REQUIREMENT: Reproduce the data below, replacing "deep pink" with "magenta" and keeping every other character as it is.

-.-.-

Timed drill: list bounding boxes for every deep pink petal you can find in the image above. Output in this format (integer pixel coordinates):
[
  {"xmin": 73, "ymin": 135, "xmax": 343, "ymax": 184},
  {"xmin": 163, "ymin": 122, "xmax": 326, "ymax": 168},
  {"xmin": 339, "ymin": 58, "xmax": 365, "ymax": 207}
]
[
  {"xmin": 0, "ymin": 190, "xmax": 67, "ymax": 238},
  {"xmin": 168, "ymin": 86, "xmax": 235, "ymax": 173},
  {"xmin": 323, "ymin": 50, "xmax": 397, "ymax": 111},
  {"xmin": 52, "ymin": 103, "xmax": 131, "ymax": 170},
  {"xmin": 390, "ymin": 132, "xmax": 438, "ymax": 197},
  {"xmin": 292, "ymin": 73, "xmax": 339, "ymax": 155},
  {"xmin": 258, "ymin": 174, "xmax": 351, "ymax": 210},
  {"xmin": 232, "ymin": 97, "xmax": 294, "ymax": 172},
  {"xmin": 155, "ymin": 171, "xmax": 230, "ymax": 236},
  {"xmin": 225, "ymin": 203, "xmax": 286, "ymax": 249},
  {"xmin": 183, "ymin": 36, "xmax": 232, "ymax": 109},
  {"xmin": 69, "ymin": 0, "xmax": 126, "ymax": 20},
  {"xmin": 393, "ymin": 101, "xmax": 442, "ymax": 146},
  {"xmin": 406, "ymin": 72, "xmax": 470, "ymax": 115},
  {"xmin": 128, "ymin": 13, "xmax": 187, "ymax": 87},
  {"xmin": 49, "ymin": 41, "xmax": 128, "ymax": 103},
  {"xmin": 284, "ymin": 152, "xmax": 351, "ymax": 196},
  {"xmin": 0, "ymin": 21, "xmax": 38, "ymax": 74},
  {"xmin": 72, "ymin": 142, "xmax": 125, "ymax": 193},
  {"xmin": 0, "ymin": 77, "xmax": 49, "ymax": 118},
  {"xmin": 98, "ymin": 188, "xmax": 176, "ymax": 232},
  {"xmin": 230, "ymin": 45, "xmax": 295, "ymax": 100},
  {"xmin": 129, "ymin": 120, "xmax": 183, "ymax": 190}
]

-.-.-

THE RESULT:
Timed drill: list bounding boxes for every magenta petal you can find in the image above. Output in this format (integer pixel coordinates):
[
  {"xmin": 73, "ymin": 135, "xmax": 343, "ymax": 184},
  {"xmin": 163, "ymin": 122, "xmax": 326, "ymax": 168},
  {"xmin": 339, "ymin": 58, "xmax": 365, "ymax": 207}
]
[
  {"xmin": 0, "ymin": 190, "xmax": 67, "ymax": 238},
  {"xmin": 168, "ymin": 86, "xmax": 235, "ymax": 173},
  {"xmin": 323, "ymin": 50, "xmax": 397, "ymax": 111},
  {"xmin": 52, "ymin": 103, "xmax": 131, "ymax": 170},
  {"xmin": 390, "ymin": 132, "xmax": 438, "ymax": 197},
  {"xmin": 292, "ymin": 73, "xmax": 339, "ymax": 155},
  {"xmin": 258, "ymin": 174, "xmax": 351, "ymax": 210},
  {"xmin": 232, "ymin": 97, "xmax": 294, "ymax": 172},
  {"xmin": 155, "ymin": 171, "xmax": 230, "ymax": 236},
  {"xmin": 225, "ymin": 203, "xmax": 286, "ymax": 249},
  {"xmin": 183, "ymin": 36, "xmax": 232, "ymax": 109},
  {"xmin": 69, "ymin": 0, "xmax": 126, "ymax": 20},
  {"xmin": 393, "ymin": 101, "xmax": 442, "ymax": 146},
  {"xmin": 406, "ymin": 72, "xmax": 470, "ymax": 115},
  {"xmin": 128, "ymin": 13, "xmax": 187, "ymax": 87},
  {"xmin": 49, "ymin": 41, "xmax": 128, "ymax": 103},
  {"xmin": 284, "ymin": 152, "xmax": 351, "ymax": 196},
  {"xmin": 0, "ymin": 21, "xmax": 38, "ymax": 74},
  {"xmin": 72, "ymin": 142, "xmax": 125, "ymax": 193},
  {"xmin": 0, "ymin": 77, "xmax": 49, "ymax": 118},
  {"xmin": 98, "ymin": 188, "xmax": 176, "ymax": 232},
  {"xmin": 230, "ymin": 45, "xmax": 295, "ymax": 100},
  {"xmin": 129, "ymin": 120, "xmax": 183, "ymax": 190}
]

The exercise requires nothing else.